== What you are asked to do ==
The output should match the data below line for line.

== Records for the exercise ==
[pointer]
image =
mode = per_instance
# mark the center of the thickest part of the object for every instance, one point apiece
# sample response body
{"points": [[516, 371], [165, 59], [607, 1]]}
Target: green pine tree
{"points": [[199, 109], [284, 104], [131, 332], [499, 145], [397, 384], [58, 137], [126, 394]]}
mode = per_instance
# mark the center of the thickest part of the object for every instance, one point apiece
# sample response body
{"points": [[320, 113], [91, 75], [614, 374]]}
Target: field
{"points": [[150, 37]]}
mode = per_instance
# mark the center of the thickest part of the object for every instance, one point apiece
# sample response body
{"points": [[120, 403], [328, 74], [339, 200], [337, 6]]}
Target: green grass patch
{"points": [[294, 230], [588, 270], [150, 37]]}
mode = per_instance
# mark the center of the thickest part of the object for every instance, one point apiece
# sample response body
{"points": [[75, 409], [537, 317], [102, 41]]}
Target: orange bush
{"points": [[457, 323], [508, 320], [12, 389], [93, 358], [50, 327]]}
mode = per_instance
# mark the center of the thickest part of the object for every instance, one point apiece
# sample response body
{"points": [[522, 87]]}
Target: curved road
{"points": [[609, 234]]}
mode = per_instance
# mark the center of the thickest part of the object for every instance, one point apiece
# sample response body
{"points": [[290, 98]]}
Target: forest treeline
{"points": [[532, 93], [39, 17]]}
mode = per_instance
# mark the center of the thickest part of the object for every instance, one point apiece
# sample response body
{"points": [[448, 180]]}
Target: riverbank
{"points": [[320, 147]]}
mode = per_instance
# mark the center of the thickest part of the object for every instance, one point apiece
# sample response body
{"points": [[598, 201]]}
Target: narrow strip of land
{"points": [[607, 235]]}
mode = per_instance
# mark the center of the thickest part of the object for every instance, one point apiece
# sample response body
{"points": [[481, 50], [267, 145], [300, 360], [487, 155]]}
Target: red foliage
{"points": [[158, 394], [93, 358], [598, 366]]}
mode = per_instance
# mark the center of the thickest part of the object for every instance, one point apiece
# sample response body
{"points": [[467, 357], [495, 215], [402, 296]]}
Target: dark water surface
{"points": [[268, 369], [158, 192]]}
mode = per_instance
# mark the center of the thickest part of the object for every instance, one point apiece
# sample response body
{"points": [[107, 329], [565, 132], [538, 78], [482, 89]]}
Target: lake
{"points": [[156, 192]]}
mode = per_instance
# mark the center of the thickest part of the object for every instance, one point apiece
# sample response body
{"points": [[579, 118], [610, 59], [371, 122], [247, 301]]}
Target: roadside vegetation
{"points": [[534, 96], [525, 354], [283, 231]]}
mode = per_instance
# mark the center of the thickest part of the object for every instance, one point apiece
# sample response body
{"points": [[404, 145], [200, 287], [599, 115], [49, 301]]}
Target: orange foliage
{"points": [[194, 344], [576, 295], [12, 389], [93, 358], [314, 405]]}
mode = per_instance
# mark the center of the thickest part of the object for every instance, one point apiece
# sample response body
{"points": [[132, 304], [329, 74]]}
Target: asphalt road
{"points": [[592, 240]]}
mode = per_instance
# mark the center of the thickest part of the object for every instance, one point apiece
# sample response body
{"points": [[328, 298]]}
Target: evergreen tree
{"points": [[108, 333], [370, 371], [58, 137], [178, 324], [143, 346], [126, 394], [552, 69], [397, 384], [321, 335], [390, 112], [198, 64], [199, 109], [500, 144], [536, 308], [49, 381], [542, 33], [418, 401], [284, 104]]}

== Answer to the problem ==
[pointer]
image =
mode = per_instance
# mark the center of the thickest part of the object for every instance, one point apiece
# sample response body
{"points": [[516, 371], [165, 59], [607, 1]]}
Target: green pine tree
{"points": [[199, 109], [284, 104], [131, 332], [499, 145], [397, 384], [58, 137], [126, 394]]}
mode = per_instance
# mark the center of the thickest part of the object for every instance, one point apiece
# sample response body
{"points": [[320, 113], [91, 75], [614, 374]]}
Target: field
{"points": [[150, 37]]}
mode = per_instance
# mark the center of the thickest part of the object for every instance, one point apiece
# sample response body
{"points": [[120, 403], [328, 74], [339, 200], [337, 6]]}
Target: green grass patch
{"points": [[294, 230], [588, 270], [150, 37]]}
mode = per_instance
# mark the center of the thickest part of the object for every instance, one point apiece
# sample response body
{"points": [[75, 409], [537, 317], [102, 41]]}
Target: orange bush
{"points": [[457, 323], [508, 320], [12, 389], [93, 358], [50, 327]]}
mode = per_instance
# mark the center of the thickest part of the object for every instance, one point apiece
# sample response body
{"points": [[522, 87]]}
Target: curved road
{"points": [[609, 234]]}
mode = per_instance
# mark the center of the thickest part of the object for every instance, one point apiece
# sample response body
{"points": [[290, 98]]}
Target: forest treeline
{"points": [[532, 93], [39, 17]]}
mode = per_instance
# mark the center of the thickest part of the object for every instance, one point apiece
# sample response body
{"points": [[448, 180]]}
Target: riverbank
{"points": [[320, 147]]}
mode = per_instance
# mark the center of the thickest part of the object for every instance, one point apiece
# sample response body
{"points": [[598, 201]]}
Target: narrow strip of land
{"points": [[607, 235]]}
mode = per_instance
# mark the center of the thickest part of the object for every instance, one point apiece
# sample response body
{"points": [[481, 50], [267, 145], [300, 360], [487, 155]]}
Target: red foliage
{"points": [[158, 394], [93, 358], [598, 366]]}
mode = per_instance
# mark the center of the thickest part of the object for every instance, one point apiece
# sample response body
{"points": [[467, 357], [495, 215], [402, 296]]}
Target: dark water surface
{"points": [[268, 369], [158, 192]]}
mode = per_instance
# mark the center of the thickest part of the object for every instance, one point apiece
# sample response body
{"points": [[107, 329], [565, 132], [538, 78], [482, 89]]}
Target: lake
{"points": [[156, 192]]}
mode = per_instance
# mark the center of the thickest part of the object for every instance, one point apiece
# sample response body
{"points": [[579, 118], [610, 59], [371, 122], [247, 301]]}
Target: roadside vegetation
{"points": [[534, 96], [525, 354], [283, 231]]}
mode = per_instance
# mark the center of the thickest part of the object for every instance, one point apiece
# sample response body
{"points": [[404, 145], [200, 287], [599, 115], [49, 301]]}
Target: orange foliage
{"points": [[194, 344], [576, 295], [12, 389], [93, 358], [314, 405]]}
mode = per_instance
# mark the center of the thickest part of the object for every instance, one point apiece
# sample response body
{"points": [[132, 304], [329, 74]]}
Target: asphalt road
{"points": [[592, 240]]}
mode = per_instance
# mark the center of the thickest part of the object for every instance, one point apiece
# sample response body
{"points": [[328, 298]]}
Target: evergreen tree
{"points": [[108, 333], [370, 371], [58, 137], [178, 324], [143, 346], [126, 394], [552, 69], [397, 384], [321, 335], [390, 112], [198, 64], [199, 109], [500, 144], [536, 308], [49, 381], [542, 33], [418, 401], [284, 104]]}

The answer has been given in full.